=== Passage shown ===
Gun Manufacturers' Liability

Nope. I was 5 when they were removed from the market.

According to this article though they were removed due to government action and there was never a successful suit. Though they posit that eventually there would have been one. It would seem that the big difference between lawn darts and guns is that gun have thousands of positive use cases and cannot be replaced for many of them so it is unlikely that guns could be considered unreasonably unsafe.

Thanks for the interesting comparison to lawn darts.

Sure, there are very few anti gun people who wouldn’t prefer the US without guns or at least at the level of guns in the UK and Australia. There is no fallacy here when it is admitted frequently.

There is very little trust and even when trying to find common ground it seems that I’m most often met with pithy one liners that zero thought put into them and that once we dig deeper it turns out to not represent any real beliefs. Maybe if the anti gun people were actually pro safety people there could be productive conversation. At least this one is better then the last gun thread.

Bullshit.
I, and others, have started threads begging pro-gun proponents to tell us what gun control measures they might support, and do you know what we got in return? Preemptive attacks on “librul gun grabbers” and suggestions that would actually loosen the laws we currently have. Complaining that suggestions from the other side are always unreasonable fails when your attitude is that any request is automatically unreasonable.

The mods have asked us to stay on subject.

Okay, I know you’re frustrated, and it’s a very emotionally wrought issue for you, but you are being slightly unfair. In this thread specifically I mentioned adding a small tax as an amendment to the liability exclusion specifically to fund additional safety research. I also participated in at least one of the threads I suspect you were thinking about such as Is now a good time to talk about gun safety laws? which I linked above - and I made specific examples of things I would support, as did a few others. Even @DrDeth was willing to consider some of them.

And yeah, there are some “librul gun grabbers” posting in these forums. That’s not both-siderisms, that is a matter of fact. So we have some long time posters that are very adamant on the pro-gun side, and they get set off by other individuals who are equally vehement about ‘evil gun worshippers’ (a near direct quote), and dig in their heels. So let’s all take a breath, and try to find the middle ground, especially on the specific topic of the thread.

For example, in your opinion, what do you feel the manufacturers should be liable for? Is it the marketing as some have suggested, or is it that a specific class/style is beyond the realms of ‘civilian’ use? Let us know your POV on how or why the law should be applied or amended.

The marketing is certainly a problem, as can be seen on the Ruger, Smith And Wesson, Winchester(try to convince me the SXP Shadow Marine Defender was designed with hunting in mind) and so many other websites.

This is a choice, not an inarguable fact of the universe. We choose to make it so that you can create, sell, or buy an object of immense power, and remain blameless when someone takes that exact object and kills another with it. It is our choice to make it this way, and is in fact the very topic of this thread.

Sure, you can unfrozen caveman lawyer us and act like you don’t understand how it all would work, but it’s simple. You build a device that is designed to kill people, sell that device, and someone is killed with it, the law considers you at least partially responsible. You may not like it, but it isn’t hard to understand. So too with the off topic idea of the buyer of a powerful object being responsible for it’s disposition.

=== Work to be completed ===
Pick up the discussion of gun manufacturers' liability above at the point where it ends and continue it. The items after this are unrelated to it.

=== Material shown ===
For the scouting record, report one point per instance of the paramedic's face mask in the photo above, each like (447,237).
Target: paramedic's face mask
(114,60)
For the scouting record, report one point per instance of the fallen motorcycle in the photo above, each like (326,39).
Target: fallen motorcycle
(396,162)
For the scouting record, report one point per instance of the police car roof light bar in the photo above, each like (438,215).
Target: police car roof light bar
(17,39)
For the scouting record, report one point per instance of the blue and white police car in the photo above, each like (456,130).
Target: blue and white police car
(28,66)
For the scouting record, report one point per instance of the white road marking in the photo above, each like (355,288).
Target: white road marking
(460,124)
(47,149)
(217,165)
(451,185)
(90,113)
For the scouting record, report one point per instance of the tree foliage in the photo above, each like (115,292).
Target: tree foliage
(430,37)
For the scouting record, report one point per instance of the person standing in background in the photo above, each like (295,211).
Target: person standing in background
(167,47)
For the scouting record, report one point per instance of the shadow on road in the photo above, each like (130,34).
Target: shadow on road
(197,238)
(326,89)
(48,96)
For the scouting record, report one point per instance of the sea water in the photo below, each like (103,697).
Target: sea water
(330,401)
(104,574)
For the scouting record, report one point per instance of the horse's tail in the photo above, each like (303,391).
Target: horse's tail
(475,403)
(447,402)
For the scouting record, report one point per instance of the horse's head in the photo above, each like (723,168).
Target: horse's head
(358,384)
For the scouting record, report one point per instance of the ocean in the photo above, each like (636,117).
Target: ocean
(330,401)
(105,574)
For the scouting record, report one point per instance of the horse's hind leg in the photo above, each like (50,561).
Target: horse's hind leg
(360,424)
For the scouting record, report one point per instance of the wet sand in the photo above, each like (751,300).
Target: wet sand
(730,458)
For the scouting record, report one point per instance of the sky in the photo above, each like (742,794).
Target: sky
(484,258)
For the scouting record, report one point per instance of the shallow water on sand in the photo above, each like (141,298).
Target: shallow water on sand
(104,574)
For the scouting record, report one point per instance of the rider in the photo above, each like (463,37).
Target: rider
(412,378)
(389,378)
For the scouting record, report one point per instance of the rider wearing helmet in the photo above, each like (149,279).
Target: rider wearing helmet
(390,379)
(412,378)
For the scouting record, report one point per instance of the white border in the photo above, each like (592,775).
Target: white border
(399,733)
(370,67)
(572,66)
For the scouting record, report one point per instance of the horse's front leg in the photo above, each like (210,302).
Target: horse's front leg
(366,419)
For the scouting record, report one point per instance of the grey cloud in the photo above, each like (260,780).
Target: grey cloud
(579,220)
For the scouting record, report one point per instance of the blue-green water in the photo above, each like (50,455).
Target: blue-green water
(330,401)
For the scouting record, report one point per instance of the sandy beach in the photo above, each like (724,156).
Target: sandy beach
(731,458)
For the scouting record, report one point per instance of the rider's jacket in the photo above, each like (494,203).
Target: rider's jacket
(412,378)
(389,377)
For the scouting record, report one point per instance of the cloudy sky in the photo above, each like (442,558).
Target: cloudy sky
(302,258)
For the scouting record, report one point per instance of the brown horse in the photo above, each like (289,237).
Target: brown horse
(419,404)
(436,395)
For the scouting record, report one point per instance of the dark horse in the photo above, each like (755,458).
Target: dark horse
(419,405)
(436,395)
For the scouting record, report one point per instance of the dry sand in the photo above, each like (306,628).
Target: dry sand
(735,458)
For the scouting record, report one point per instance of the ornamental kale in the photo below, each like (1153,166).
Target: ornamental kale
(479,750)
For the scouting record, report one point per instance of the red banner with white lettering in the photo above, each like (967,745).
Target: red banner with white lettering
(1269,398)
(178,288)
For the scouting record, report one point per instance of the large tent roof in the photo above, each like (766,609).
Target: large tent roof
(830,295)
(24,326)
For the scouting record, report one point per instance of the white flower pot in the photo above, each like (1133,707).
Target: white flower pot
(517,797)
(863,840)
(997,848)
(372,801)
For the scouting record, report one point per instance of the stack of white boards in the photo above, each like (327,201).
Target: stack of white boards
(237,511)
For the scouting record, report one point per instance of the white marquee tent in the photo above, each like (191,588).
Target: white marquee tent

=== Written answer ===
It isn’t insane to tell the people who got rich selling hundreds of millions of weapons to Americans that they should have some responsibility for the societal cost of having hundreds of millions of weapons in homes across the country.

You are correct, I did not comment on it specifically. I put it under the general heading of responsible gun ownership. In my comments I was looking to dedicated sportsmen and collectors as having sufficient knowledge of weaponry to positively influence their management.

Weapons manufacturers address markets - hunting, target, personal defense, collecting etc. When they address a market that has a significant social impact they are liable and should not be protected.

Removing protection from manufacturers will bring the issue into the free market. Law suits will determine the cost of addressing markets that have a negative social impact.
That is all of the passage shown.